[Task]
Pictures excluded, return every entry exactly, please.

■ ■ ■ ■

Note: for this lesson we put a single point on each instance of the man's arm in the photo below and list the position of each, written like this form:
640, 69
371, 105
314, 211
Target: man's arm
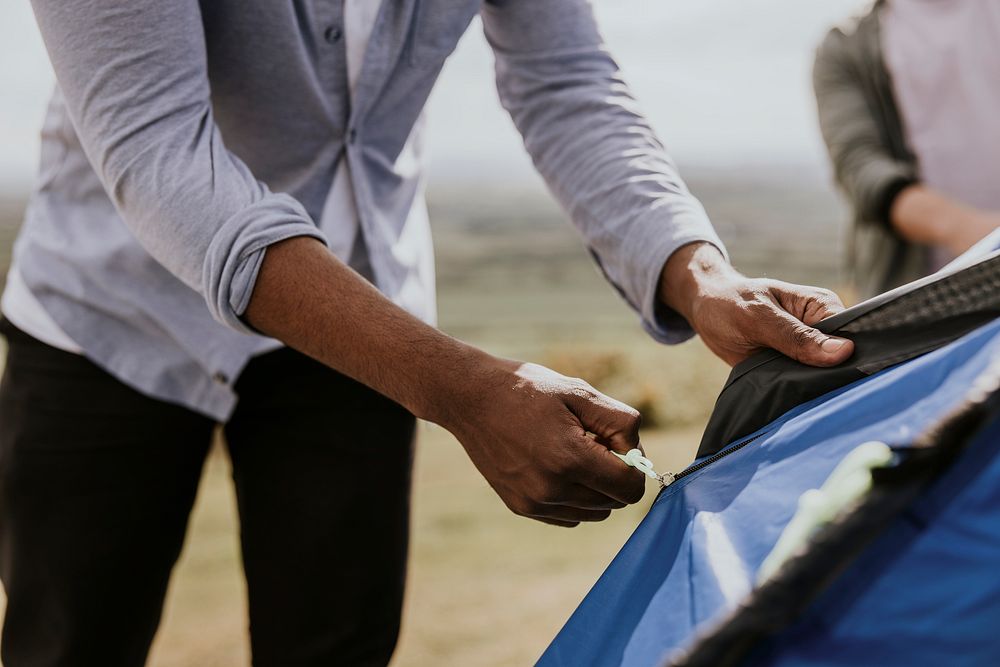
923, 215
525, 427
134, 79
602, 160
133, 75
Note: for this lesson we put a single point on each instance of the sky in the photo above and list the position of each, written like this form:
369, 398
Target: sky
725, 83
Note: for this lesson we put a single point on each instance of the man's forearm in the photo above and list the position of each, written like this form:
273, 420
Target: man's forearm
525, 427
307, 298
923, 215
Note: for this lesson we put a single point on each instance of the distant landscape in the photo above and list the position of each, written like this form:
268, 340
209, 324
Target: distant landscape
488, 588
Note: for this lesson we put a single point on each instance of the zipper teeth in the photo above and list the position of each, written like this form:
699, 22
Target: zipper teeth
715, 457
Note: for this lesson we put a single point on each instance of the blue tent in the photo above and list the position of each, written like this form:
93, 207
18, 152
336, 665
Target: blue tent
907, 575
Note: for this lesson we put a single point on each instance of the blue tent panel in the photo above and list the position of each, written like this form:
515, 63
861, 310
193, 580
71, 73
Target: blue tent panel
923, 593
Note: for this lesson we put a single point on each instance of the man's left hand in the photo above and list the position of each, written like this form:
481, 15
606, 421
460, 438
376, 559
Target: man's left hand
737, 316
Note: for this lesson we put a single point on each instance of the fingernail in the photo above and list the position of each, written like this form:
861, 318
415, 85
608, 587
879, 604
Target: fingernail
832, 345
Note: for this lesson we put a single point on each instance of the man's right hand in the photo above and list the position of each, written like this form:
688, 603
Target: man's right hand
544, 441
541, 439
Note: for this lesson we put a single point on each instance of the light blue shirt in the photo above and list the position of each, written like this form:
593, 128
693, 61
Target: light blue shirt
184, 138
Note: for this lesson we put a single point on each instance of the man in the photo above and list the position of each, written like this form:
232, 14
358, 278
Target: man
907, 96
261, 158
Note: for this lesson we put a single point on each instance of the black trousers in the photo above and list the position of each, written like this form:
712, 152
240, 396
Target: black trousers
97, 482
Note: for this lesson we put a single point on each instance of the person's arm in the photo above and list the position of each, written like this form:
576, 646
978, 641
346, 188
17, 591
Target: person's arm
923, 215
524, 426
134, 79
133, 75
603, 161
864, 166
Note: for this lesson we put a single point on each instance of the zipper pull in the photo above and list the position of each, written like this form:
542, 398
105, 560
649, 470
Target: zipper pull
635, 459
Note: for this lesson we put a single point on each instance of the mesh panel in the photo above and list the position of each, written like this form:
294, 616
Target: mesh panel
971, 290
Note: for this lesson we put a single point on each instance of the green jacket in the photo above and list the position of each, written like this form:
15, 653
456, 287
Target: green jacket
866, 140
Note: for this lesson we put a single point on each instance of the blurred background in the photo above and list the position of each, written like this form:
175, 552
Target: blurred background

■ ■ ■ ■

[Response for this exercise]
Note: for this lesson we put a single point on each instance of the man's arm in the photo below and list the position of each, written like this form:
640, 69
371, 105
314, 211
Target: man's arm
923, 215
525, 427
134, 79
602, 160
133, 75
Note: for this lesson we put a single point on each instance of the sky in the photo above and list the position of each, written like this form:
369, 398
Target: sky
725, 83
Note: for this lesson we put a single point on each instance of the man's forearm in the photo above and list the position of each, written like this form:
273, 420
Target: man's forearm
525, 427
307, 298
923, 215
Note: for this lesson we put a single point on each instance of the distant landscape in the photo above and list the position of each, written like this form:
268, 340
209, 324
Target: distant landscape
488, 588
Note: for this lesson we put a single point on each instance of the zipper teeth in the photo above and list the position of each, written like this form:
699, 22
Target: zipper teeth
715, 457
Note: for this lesson we put a single point on each instance of the blue tent in the photo above and list the position of each, written like this form:
93, 207
18, 152
336, 665
Target: blue tent
907, 575
Note: for this lesson we put a single point on each instance of the blue tent panel in the photo above and list the position of each, written like this form:
515, 63
861, 310
193, 580
71, 73
Target: blue tent panel
923, 593
Note: for this lesson we put a single point on each instance of the man's left hand in the photo above and list the position of each, written like this form:
481, 15
606, 421
460, 438
376, 559
Target: man's left hand
737, 316
Note: for this lesson we put a single point on each instance of the fingernail in the photo above and list the position of each, written like this form:
861, 318
415, 85
608, 587
879, 604
Target: fingernail
832, 345
Note: for this lesson we put a single point on each instance of the man's right hand in the photo above and list the position of each, written like this form:
688, 603
Target: man's right hand
544, 441
541, 439
Note: for this lesson we put a single point on each instance of the light blue shirt in the photo above and list the position of each, written like this form:
593, 128
693, 61
Target: light blue shirt
184, 138
Note: for this lesson we put a single point on each instance of the man in the photo above and list the position of each, written like this form:
232, 14
358, 278
Target: man
907, 96
261, 158
Note: for this lesson we put a single point on each instance of the black trousers in the photo above and list the position of each, written like this form:
712, 152
240, 396
Target: black trousers
97, 482
Note: for this lesson we put a single point on each instance of the person's arm in the photo above and list the position of each, written like this form:
576, 646
978, 641
346, 188
17, 591
Target: person's arm
923, 215
524, 426
134, 79
133, 75
603, 161
864, 166
Note: for this lesson we put a single point on each instance of the zipper pull in the photo above and list the position of each, written like this form:
542, 398
105, 560
649, 470
Target: zipper pull
635, 459
Note: for this lesson we put a single point on each instance of the mesh panel in the photo above and list the position of each, written like this form:
294, 616
Target: mesh panel
971, 290
Note: for this lesson we put a single point on each instance of the green jacket in the photo above and list the position of each, written like this form:
15, 653
456, 287
Target: green jacket
866, 140
Note: for this lesson we put a single point on each instance of the blurred background in the photo above and list the position of each, written like this form:
175, 552
Target: blurred background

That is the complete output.